■ Supplied text
Who is a homeless child? A homeless child is one for whom the street rather than his/her family has become a home. This child may not necessarily be homeless or without family but lived in a situation of some form of abuse, neglect, deprivation or lack of supervision or love from their parents or caregivers.
These children live rough on the streets where survival of the fittest is the order of the day. They are guided by street rules and culture which is defined by a code of street ethics. They are exposed to all manner of diseases, drugs, prostitution and basically a decadent life style with no hope of them getting a formal education or vocational skill. On a day to day basis, these children beg for money or clean windshields in traffic, they function as load carriers in the markets, they dance at shows organized at Kuramo beach, the girls are into prostitution at Kuramo beach, and they work as conductors in the motor parks all so that they can feed themselves. Their living conditions are appalling and pitiful; they sleep in cardboard boxes covered with nylon sheets on the beach or sometimes sleep under the wooden cabins when it is raining.
When these children are still quite young, they may be viewed as ‘pitiable’ but by the time they reach puberty stage, they would have evolved into delinquents who are emotionally warped, criminally inclined, addicted to hard drugs and prone to violence.

■ Work task
List the traits that the text on homeless children says these children have by the time they reach puberty. You won't need the items.

■ Data records
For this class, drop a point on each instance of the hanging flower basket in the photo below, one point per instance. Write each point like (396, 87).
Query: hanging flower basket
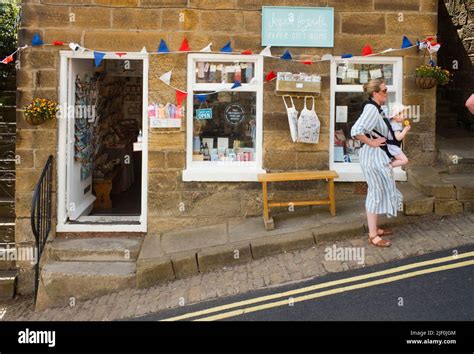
(428, 76)
(40, 110)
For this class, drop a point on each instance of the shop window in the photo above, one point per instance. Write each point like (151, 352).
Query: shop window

■ Solution to this task
- Emotionally warped
- Criminally inclined
- Addicted to hard drugs
- Prone to violence